══ Items

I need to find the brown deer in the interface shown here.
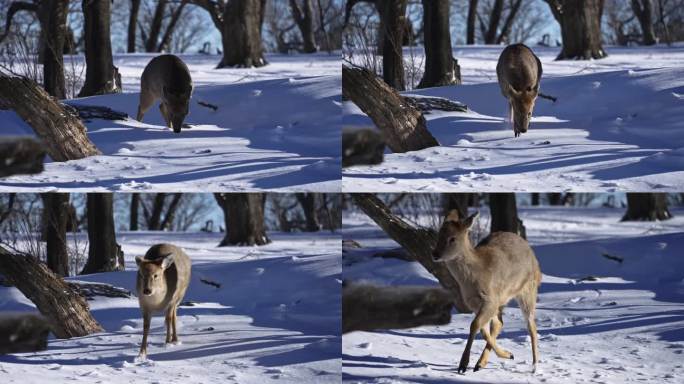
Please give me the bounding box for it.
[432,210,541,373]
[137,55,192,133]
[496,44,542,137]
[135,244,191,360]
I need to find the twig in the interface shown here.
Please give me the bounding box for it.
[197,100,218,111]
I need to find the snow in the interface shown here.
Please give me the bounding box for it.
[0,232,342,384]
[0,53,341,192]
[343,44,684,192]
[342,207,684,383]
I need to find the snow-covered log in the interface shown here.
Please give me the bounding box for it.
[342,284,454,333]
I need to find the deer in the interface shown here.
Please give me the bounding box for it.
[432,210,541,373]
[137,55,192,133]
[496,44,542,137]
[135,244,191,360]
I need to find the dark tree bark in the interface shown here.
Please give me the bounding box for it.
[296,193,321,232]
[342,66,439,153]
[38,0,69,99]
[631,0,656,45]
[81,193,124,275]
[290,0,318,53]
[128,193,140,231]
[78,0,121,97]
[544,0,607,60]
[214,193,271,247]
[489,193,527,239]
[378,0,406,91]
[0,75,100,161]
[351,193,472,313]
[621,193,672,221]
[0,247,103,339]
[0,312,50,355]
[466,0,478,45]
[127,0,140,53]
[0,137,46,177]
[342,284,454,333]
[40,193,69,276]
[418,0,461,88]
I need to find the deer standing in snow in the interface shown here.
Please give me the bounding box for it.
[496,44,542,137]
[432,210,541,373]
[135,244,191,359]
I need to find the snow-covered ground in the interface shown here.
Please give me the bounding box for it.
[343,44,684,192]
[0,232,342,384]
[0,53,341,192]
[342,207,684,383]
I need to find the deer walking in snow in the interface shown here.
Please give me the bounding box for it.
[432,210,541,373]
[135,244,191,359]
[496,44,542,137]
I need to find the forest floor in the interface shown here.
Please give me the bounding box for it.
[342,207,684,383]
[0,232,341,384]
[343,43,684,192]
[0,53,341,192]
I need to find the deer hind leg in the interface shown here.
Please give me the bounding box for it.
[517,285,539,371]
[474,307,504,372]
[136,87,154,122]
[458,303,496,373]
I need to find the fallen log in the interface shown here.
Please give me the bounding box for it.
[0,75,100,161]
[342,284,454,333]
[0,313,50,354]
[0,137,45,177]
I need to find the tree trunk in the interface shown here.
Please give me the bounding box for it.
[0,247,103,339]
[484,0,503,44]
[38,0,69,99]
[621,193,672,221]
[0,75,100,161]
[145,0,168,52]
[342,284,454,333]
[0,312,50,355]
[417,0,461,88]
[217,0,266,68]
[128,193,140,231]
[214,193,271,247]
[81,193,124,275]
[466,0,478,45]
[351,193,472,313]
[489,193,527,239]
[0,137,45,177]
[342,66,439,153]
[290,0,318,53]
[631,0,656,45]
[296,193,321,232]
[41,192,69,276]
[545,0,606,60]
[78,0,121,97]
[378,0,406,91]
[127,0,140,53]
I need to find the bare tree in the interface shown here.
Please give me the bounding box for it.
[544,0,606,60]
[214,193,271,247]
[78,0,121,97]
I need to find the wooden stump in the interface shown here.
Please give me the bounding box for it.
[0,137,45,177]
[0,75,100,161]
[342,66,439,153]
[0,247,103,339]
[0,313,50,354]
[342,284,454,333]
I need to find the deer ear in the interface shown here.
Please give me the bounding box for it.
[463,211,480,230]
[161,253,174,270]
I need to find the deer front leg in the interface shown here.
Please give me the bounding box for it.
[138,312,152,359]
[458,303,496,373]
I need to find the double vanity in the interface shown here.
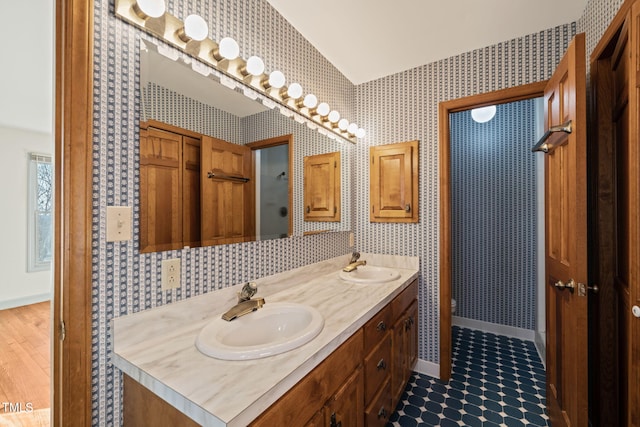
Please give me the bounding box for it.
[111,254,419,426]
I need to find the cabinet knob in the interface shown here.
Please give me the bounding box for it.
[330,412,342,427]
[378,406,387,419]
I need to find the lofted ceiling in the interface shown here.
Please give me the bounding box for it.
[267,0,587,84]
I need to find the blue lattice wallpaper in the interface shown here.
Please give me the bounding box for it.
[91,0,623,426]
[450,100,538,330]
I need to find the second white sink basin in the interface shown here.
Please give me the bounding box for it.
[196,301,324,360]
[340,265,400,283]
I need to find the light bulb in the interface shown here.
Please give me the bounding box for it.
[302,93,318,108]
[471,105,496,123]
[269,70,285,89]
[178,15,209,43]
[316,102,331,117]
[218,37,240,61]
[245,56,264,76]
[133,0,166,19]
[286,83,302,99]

════

Multiply each bounding-box coordinate in the answers by 2.15 and round to whole numbers, with halves rounding up, across the stretch of records from the line that contains "I need to find the bare" through the line that contains "[340,265,400,283]". Write out only that stretch again, keeping the requests and omitting the pictures.

Final result:
I need to find the bare tree in the interface shown here.
Please give me the bounding box for it.
[1170,0,1303,129]
[460,415,583,531]
[168,0,260,209]
I need to find the wooden stump in the interface shown here.
Please give me the bounding box for it.
[0,295,97,381]
[0,161,215,346]
[735,142,944,329]
[0,531,221,729]
[0,673,108,761]
[735,611,976,716]
I need to find the deer ear in the interface shown here.
Please give me the bounding box for it.
[995,454,1032,495]
[346,544,374,581]
I need to find the deer front leg in the interface shown here.
Please give me the bounding box for it.
[297,671,327,772]
[985,651,1066,802]
I need to find the double vanity in the interface shown here.
Please give me the bounding box for it.
[239,546,901,916]
I need to find the cabinet knob in the interface shown here.
Please give me the bounding box for it.
[710,886,735,918]
[813,873,832,901]
I need to find the lofted ceiling in the interface shown here.
Please give me the bounding box for it.
[574,0,1262,181]
I need to find the blue lattice wallpaper in the interface shown here.
Please give me the bounding box for it.
[196,0,1339,916]
[968,215,1157,710]
I need to find the second white sink basin in the interface shown here.
Please give me the bounding box for it.
[421,647,697,774]
[731,570,860,608]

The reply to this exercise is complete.